***** Data for this task

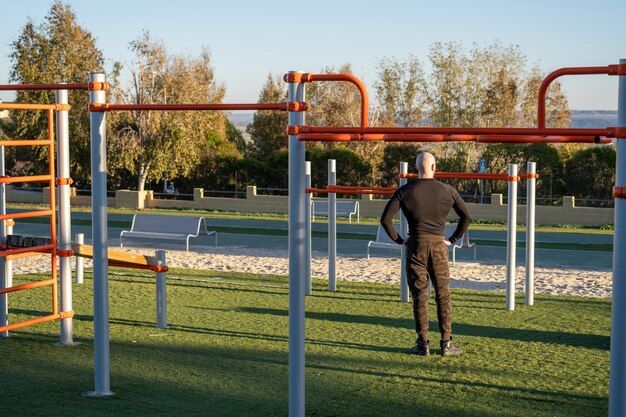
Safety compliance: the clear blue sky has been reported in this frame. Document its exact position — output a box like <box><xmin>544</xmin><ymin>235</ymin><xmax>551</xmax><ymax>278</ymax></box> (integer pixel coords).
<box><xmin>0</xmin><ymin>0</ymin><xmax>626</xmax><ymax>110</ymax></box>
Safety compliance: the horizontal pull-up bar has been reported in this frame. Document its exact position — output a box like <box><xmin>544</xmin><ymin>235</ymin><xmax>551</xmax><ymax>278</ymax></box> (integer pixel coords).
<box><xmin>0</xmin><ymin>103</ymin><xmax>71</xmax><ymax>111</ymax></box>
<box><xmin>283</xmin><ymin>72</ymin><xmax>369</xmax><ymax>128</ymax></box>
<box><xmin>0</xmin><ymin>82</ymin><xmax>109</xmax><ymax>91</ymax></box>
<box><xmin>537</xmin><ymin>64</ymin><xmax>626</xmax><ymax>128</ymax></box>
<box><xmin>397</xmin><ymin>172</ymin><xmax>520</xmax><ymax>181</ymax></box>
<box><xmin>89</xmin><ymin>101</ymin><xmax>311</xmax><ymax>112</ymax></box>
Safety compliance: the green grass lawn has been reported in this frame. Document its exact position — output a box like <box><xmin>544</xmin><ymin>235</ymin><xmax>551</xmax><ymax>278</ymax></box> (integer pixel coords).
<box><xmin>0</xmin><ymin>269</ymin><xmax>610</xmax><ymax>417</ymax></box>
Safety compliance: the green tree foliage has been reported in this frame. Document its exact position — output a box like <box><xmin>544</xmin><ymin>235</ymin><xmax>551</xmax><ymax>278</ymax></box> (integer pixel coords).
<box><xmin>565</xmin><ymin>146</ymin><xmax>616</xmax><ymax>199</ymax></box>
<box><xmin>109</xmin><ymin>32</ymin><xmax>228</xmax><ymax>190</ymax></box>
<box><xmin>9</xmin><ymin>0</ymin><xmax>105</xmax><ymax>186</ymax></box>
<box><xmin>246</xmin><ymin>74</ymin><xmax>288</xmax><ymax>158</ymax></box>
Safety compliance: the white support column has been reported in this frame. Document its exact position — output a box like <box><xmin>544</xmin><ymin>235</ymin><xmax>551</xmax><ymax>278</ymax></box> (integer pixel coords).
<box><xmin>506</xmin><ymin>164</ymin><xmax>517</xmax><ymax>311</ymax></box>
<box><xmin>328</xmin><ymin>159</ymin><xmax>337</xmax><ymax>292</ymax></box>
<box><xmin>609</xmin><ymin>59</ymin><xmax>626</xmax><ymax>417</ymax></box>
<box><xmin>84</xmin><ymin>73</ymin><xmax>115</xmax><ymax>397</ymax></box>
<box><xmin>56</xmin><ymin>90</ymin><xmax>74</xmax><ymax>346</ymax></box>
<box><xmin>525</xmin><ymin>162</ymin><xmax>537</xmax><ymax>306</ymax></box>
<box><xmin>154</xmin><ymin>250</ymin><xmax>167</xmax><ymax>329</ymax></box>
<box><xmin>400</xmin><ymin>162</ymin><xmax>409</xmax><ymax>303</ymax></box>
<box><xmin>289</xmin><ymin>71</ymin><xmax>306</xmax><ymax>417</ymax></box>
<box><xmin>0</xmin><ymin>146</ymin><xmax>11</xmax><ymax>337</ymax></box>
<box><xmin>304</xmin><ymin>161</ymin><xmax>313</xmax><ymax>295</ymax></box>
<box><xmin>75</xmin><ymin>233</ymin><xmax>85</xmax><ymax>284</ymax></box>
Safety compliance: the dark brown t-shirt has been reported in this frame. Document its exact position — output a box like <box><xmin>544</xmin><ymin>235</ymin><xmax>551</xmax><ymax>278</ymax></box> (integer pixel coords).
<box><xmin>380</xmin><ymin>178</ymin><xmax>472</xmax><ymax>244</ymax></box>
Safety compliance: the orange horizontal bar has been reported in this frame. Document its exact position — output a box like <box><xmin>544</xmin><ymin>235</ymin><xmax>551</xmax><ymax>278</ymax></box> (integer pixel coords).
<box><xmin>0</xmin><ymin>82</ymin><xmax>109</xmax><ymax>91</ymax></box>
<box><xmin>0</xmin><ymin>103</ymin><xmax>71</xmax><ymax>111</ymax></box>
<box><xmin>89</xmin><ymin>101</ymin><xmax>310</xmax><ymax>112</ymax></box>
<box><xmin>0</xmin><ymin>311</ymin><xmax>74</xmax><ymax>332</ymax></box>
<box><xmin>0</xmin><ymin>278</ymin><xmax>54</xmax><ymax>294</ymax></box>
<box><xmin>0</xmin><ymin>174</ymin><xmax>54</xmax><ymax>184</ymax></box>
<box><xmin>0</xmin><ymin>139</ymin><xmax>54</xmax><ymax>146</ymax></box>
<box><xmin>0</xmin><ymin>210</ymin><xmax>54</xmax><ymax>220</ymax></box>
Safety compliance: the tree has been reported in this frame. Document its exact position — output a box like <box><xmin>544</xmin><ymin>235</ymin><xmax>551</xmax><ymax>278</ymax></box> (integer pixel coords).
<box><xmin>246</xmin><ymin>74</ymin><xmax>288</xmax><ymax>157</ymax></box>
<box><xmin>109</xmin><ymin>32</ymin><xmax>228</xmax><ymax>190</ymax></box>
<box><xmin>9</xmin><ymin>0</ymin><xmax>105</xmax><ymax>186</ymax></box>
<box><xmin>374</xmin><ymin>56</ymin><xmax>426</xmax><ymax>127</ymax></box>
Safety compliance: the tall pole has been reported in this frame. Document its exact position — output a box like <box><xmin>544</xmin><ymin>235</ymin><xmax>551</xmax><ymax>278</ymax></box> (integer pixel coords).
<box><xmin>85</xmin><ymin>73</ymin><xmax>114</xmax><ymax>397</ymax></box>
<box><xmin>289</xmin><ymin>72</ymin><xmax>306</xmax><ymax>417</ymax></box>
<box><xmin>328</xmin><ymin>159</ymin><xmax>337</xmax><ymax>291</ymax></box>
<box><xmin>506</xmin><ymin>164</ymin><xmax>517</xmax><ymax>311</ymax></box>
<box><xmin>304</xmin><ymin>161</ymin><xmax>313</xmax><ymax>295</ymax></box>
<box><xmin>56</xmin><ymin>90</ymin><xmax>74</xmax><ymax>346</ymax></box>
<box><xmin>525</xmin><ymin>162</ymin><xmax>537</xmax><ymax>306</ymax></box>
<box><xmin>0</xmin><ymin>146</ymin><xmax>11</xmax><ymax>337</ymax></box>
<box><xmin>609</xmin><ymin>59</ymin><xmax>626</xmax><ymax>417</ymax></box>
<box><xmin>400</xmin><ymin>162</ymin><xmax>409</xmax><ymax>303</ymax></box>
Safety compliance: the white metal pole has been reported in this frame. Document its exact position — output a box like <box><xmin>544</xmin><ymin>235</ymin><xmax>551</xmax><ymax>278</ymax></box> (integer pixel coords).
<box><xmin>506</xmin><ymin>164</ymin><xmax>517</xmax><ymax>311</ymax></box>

**********

Gather every line of the items above that contains the string "tree", treating uppercase and lowercase as distinct.

**Reply to the task**
Safety compliance: the green tree foliage has been reported in this frame. Document its exact position — output a box like <box><xmin>544</xmin><ymin>235</ymin><xmax>551</xmax><ymax>278</ymax></box> (integer pixel coords).
Safety compliance: the tree has been reported in this frame. Document its exact position — output a box like <box><xmin>544</xmin><ymin>235</ymin><xmax>551</xmax><ymax>278</ymax></box> (integer pixel coords).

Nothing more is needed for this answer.